» Task goal
What lines of the data below include the word "neck"? Report them by copying each.

[Stored data entries]

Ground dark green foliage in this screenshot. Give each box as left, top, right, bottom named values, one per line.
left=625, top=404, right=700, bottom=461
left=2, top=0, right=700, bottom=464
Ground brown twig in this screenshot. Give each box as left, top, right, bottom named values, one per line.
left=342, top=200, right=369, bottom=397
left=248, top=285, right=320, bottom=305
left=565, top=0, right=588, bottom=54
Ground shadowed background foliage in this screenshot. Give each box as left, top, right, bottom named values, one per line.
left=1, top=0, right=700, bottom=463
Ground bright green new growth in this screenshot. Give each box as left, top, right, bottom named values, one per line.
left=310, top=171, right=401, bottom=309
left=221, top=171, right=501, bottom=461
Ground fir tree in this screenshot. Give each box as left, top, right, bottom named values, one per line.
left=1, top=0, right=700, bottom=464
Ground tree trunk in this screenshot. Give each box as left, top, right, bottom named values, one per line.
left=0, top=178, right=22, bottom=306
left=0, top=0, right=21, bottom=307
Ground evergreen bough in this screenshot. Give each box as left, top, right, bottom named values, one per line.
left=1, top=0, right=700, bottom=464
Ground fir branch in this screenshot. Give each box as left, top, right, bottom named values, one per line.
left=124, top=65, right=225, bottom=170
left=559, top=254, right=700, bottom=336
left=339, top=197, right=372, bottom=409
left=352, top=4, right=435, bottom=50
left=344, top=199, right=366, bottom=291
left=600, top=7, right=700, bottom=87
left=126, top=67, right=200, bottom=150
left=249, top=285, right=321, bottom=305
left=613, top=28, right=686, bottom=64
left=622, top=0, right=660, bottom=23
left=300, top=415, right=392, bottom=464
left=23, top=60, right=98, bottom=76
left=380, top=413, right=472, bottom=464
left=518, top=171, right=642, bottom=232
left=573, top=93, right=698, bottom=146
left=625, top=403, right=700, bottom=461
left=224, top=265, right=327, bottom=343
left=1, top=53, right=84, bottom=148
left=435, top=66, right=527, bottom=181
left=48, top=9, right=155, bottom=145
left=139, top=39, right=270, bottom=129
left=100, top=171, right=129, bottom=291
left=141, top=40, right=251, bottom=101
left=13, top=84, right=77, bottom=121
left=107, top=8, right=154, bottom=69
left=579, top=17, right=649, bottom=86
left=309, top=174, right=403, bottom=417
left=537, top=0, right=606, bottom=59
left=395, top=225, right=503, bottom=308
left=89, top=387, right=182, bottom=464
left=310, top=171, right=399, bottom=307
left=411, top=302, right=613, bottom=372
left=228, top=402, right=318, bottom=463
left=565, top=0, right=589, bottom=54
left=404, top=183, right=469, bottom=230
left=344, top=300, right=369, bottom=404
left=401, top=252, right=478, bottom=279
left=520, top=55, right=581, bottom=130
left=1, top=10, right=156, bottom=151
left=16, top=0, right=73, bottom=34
--
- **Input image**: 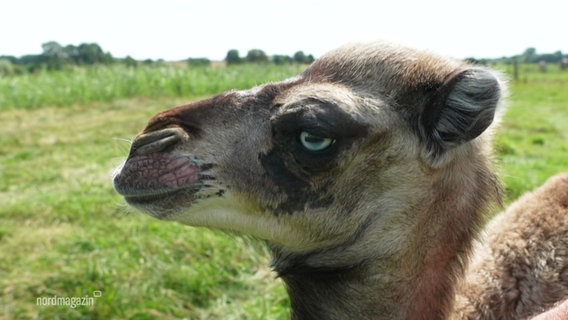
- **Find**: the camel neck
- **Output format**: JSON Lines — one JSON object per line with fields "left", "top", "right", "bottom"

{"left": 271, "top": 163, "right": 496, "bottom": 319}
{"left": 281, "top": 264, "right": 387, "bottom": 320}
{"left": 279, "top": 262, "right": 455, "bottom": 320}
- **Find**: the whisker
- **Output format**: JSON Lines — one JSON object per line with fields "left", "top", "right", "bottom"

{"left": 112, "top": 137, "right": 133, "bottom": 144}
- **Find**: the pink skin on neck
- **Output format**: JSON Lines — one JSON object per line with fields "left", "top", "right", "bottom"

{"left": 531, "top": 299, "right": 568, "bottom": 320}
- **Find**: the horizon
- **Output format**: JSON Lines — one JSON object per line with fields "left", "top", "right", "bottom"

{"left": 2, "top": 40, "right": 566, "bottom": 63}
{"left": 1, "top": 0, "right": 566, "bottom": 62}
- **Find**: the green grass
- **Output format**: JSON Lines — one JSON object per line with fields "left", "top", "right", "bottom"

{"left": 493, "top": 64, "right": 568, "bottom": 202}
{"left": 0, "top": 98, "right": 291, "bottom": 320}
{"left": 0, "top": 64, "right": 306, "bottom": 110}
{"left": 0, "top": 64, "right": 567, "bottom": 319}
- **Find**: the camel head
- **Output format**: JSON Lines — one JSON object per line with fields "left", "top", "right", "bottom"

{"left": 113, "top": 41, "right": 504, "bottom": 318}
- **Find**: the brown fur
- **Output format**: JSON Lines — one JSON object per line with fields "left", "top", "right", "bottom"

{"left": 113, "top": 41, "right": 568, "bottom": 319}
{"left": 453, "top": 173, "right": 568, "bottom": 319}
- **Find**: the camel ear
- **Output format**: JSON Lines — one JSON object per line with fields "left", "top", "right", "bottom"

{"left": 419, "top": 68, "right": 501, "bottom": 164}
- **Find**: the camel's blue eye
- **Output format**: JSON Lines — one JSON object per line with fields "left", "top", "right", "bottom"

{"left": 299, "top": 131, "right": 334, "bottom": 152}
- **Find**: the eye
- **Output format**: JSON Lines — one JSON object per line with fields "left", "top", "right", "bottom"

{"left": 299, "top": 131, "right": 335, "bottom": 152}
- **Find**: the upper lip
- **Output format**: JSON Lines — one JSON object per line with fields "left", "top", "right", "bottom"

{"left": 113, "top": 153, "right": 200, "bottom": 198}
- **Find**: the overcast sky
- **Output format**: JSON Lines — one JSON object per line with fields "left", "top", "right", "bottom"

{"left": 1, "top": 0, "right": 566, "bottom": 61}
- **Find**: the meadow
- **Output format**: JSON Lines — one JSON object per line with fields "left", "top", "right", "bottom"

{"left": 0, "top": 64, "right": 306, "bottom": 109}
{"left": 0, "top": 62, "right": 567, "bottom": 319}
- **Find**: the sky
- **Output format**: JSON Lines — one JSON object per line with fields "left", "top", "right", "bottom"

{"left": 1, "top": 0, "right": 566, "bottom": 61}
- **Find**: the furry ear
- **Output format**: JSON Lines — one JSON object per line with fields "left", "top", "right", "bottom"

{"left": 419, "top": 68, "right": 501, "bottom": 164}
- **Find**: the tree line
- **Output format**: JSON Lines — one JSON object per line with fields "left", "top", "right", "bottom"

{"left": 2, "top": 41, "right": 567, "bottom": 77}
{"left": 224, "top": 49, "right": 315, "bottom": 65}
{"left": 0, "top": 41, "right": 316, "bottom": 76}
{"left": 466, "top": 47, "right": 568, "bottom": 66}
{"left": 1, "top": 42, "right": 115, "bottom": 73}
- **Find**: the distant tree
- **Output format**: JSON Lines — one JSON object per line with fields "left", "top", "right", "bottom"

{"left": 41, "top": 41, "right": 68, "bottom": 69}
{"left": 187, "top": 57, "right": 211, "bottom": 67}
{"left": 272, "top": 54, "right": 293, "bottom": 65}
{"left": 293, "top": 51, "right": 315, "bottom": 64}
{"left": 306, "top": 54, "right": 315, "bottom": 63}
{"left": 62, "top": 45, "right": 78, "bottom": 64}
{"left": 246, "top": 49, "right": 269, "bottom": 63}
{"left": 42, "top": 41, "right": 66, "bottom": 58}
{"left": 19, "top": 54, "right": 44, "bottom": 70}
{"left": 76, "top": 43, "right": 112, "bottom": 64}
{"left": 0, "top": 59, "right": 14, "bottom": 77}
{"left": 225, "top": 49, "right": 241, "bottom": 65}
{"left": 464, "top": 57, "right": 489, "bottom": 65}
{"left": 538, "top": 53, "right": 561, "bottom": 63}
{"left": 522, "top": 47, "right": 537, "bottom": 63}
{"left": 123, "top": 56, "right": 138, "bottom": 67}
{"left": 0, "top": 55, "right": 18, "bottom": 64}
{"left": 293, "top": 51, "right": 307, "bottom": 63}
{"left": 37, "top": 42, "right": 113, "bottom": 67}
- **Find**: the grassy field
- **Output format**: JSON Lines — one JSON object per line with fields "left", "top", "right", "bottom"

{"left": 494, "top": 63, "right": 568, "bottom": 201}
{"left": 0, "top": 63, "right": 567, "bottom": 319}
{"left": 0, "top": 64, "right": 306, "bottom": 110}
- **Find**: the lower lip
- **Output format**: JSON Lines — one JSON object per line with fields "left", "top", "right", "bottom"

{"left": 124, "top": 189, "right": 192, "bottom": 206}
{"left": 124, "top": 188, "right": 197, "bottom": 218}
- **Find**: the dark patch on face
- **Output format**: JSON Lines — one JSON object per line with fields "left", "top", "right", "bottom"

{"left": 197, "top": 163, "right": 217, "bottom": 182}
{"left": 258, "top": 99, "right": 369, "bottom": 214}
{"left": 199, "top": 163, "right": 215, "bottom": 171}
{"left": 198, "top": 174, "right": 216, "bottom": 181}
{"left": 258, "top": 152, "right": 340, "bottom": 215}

» Output for this task
- **Find**: the camel neck
- **Find**: the pink skin on neck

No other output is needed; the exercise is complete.